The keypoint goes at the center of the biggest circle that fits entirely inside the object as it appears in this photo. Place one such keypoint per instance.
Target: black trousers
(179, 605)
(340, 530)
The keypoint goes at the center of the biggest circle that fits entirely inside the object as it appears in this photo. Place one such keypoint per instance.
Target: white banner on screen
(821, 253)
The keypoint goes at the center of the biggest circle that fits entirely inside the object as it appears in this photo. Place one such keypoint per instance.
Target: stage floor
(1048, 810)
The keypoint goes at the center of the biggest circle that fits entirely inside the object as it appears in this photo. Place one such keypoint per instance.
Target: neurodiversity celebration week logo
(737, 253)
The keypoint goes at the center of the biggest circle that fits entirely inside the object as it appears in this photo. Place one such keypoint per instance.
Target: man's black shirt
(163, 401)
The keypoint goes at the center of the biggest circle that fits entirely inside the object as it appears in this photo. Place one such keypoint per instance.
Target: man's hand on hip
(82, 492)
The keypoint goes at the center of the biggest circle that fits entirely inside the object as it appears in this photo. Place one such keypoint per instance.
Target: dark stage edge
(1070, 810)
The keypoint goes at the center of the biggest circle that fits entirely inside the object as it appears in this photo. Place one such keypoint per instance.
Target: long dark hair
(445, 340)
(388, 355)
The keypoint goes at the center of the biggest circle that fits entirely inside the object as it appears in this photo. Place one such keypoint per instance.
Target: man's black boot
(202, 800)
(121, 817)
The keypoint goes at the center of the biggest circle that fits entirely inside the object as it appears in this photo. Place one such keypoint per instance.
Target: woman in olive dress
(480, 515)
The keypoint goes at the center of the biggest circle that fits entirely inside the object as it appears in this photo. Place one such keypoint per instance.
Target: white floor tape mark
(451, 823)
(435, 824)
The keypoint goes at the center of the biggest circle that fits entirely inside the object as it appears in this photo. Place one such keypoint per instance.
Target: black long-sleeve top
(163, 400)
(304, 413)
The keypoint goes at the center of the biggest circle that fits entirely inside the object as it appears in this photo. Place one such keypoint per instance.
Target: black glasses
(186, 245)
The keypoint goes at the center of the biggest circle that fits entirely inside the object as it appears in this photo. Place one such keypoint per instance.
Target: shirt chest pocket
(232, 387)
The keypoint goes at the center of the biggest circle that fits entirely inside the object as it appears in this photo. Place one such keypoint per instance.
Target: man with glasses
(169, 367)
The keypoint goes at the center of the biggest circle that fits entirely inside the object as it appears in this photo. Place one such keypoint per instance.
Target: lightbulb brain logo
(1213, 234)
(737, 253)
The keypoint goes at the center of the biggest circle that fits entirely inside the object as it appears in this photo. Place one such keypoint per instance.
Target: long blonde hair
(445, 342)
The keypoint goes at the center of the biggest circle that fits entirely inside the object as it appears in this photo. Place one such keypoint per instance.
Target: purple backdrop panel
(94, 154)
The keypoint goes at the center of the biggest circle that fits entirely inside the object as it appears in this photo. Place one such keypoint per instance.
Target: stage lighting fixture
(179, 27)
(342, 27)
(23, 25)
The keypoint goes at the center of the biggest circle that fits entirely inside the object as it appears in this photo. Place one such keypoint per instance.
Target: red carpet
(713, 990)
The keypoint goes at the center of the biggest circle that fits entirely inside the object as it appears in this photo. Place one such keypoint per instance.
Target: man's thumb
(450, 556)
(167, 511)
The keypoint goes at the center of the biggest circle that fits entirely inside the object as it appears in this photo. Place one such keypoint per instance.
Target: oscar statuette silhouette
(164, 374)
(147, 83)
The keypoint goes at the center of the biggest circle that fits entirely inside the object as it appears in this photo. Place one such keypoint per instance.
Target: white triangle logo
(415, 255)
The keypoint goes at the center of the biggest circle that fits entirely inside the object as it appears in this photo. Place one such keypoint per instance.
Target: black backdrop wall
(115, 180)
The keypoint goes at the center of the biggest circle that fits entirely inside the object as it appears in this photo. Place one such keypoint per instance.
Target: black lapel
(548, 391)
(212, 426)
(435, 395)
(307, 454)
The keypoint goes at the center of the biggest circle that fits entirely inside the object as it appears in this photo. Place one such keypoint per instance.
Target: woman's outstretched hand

——

- [DETTAGLI DEL COMPITO] Ricopia parola per parola tutte le righe qui sopra, senza cambiare nulla.

- [SOLUZIONE DEL COMPITO]
The keypoint goes at the center of the biggest circle that fits entirely inside the object as it appears in this photo. Place one such keypoint per instance.
Target: black trousers
(179, 605)
(340, 530)
The keypoint goes at the center of the biggest circle that fits entirely inside the object as it appears in this photo. Place one such keypoint per instance.
Target: white banner on screen
(821, 253)
The keypoint goes at the center of the biggest circle that fits entirely inside the object as it appears in this photo. Place one such keypoint per instance.
Target: stage floor
(1048, 810)
The keypoint goes at the center of the biggest circle that fits entirely inside the object as it appears in this photo. Place one such keypoint per instance.
Target: neurodiversity celebration week logo
(737, 253)
The keypoint goes at the center of the biggest circle that fits entirely inside the object as it appears in this photo. Place one such keypoint per instance.
Target: man's black shirt
(163, 401)
The keypoint goes at the center of the biggest circle that fits entirely inside the object as it appears in this photo. Place one such keypoint per instance.
Target: man's hand on hip
(82, 492)
The keypoint goes at the center of the biggest circle that fits entirely inside the object as it appears in this photo. Place one such keypoint per instance.
Target: dark stage edge
(1070, 810)
The keypoint goes at the center of the biggest circle that fits entirely inside the object as it appears in this photo. Place one such keypoint per instance.
Target: long dark hair
(445, 340)
(388, 355)
The keypoint goes at the center of the biggest circle that fits entirely inside the object as it appears in this photo. Place one such keypoint per instance.
Target: man's black boot
(202, 800)
(121, 817)
The keypoint goes at the center of the biggest circle that fits entirely inside the object as it appears in this photo. Place one such keypoint per instance.
Target: woman in olive dress
(480, 515)
The keypoint goes at the center of the biggest circle that fits entirely inside the object as it appears in this photo. Place one such keypoint per instance.
Target: white floor tape mark
(451, 823)
(435, 824)
The keypoint goes at the center of the biggest circle that fits entirely inside the object as it appears in this photo. Place one such keypoint per instance.
Target: black long-sleeve top
(163, 400)
(304, 413)
The keypoint goes at the center of the biggest circle that fits entirely inside the object as it appears in this photo. Place one such keypoint per instance.
Target: black glasses
(186, 245)
The keypoint goes at the center of the biggest circle that fits entirely inside the object as it appears in this photo. Place one such keypoint per instance.
Target: shirt chest pocket
(232, 387)
The keypoint goes at the center of the biggest circle that fits entirely inside the object as it appears in this photo. Place one such keypoint per instance.
Target: man with glasses
(169, 367)
The keypoint goes at the center of the biggest circle that fits entirely inside the object as it appears in this photo. Place one such keypoint per instance.
Target: lightbulb brain logo
(1213, 234)
(737, 253)
The keypoint goes at the center of the biggest circle that fits entirely inside the object as it appears in this photo. Place one such keypoint per instance.
Target: long blonde hair
(445, 342)
The keypoint goes at the center of the biggest circle that fits entirely inside the object as it appears in this photo. Place one such keypoint per instance.
Target: purple backdrop panel
(94, 154)
The keypoint goes at the center of the biggest circle that fits entirely inside the object as it appears in this photo. Place one such keypoint per instance.
Target: stage lighting fixture
(179, 27)
(342, 27)
(23, 25)
The keypoint goes at the center of the biggest circle that fits entirely inside the object as it appears in this photo. Place one such keypoint per instance.
Target: red carpet
(713, 990)
The keypoint goes at the center of the biggest circle that fits entirely inside the object as it appears in this photo. Place one such keypoint per instance.
Target: man's thumb
(450, 556)
(167, 511)
The keypoint goes at the center of the biggest circle that fits entirely inside the object as it appears in this photo. Place one such keypoint per instance.
Target: oscar statuette silhouette
(164, 374)
(147, 83)
The keypoint goes at the center of the biggest circle that fits entirely inside the object as it appears in this photo. Place one such keypoint per instance.
Target: white triangle logo
(415, 255)
The keypoint goes at the center of the biggest circle that fits entirely inside the object as it appears in this photo. Place one such keypoint per instance.
Target: black backdrop wall
(115, 180)
The keypoint goes at the center of the biggest circle that fits entirely inside the object as it appears in this photo. Place one such keypoint per instance.
Target: black lapel
(548, 391)
(212, 426)
(435, 395)
(307, 454)
The keypoint goes at the center of the biggest circle that fits entirely inside the object as it appears in this photo. Place one such keypoint per instance.
Target: woman's outstretched hand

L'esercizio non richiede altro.